◆ WHAT YOU ARE ASKED TO DO ◆
Leaving out the pictures, write the following records exactly as they read.

◆ WORKING DATA ◆
= = = = =

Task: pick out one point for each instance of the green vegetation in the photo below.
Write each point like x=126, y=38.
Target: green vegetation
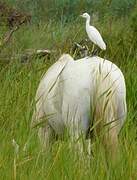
x=18, y=84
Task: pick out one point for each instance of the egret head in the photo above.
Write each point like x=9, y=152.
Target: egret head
x=85, y=15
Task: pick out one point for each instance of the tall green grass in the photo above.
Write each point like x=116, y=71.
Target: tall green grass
x=18, y=84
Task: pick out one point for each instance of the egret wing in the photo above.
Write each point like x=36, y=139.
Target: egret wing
x=95, y=36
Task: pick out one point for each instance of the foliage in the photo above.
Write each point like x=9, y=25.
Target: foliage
x=18, y=84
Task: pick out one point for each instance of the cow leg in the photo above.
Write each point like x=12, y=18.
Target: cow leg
x=47, y=137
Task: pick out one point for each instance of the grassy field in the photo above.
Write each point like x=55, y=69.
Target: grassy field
x=18, y=84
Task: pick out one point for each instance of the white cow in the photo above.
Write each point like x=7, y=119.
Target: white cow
x=78, y=95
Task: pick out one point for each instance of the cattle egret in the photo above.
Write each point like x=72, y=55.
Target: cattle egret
x=75, y=95
x=93, y=33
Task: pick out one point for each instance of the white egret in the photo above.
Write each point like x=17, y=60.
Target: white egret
x=93, y=33
x=75, y=95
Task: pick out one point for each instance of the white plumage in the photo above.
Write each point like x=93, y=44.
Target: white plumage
x=93, y=33
x=71, y=91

= = = = =

◆ ANSWER TO THIS PROBLEM ◆
Task: pick out one point for each instance of the green vegetation in the photo below.
Write each point like x=126, y=38.
Target: green vegetation
x=18, y=84
Task: pick out one point for each instance of the egret head in the photo above.
Write each point like x=9, y=152.
Target: egret head
x=85, y=15
Task: pick out one point for each instance of the tall green grass in the photo above.
Write each point like x=116, y=71.
Target: tall green grass
x=18, y=84
Task: pick out one point for each instance of the egret wing in the photo above.
Write each point like x=36, y=139.
Target: egret wing
x=95, y=36
Task: pick out one point for each instance of the foliage in the photo above.
Write each point like x=9, y=25.
Target: foliage
x=18, y=84
Task: pick out one point for each instance of the cow leg in the photo above.
Write each point like x=12, y=18.
Target: cow leg
x=47, y=137
Task: pick out one point for each instance of the grassy field in the photo above.
Write each point like x=55, y=69.
Target: grassy field
x=18, y=84
Task: pick out one point for each instance of the white cow in the photo above.
Write each point like x=7, y=119.
Target: white cow
x=78, y=95
Task: pick out one point for each instance of the cattle egret in the photo above.
Write each point like x=72, y=55.
Target: cattle egret
x=75, y=95
x=93, y=33
Task: pick out one point for each instance of the white egret in the photo above.
Write each point like x=17, y=60.
Target: white egret
x=93, y=33
x=75, y=95
Task: pick out one point for each instance of the white plumage in the photo above.
Write each point like x=93, y=44.
Target: white plumage
x=93, y=33
x=71, y=91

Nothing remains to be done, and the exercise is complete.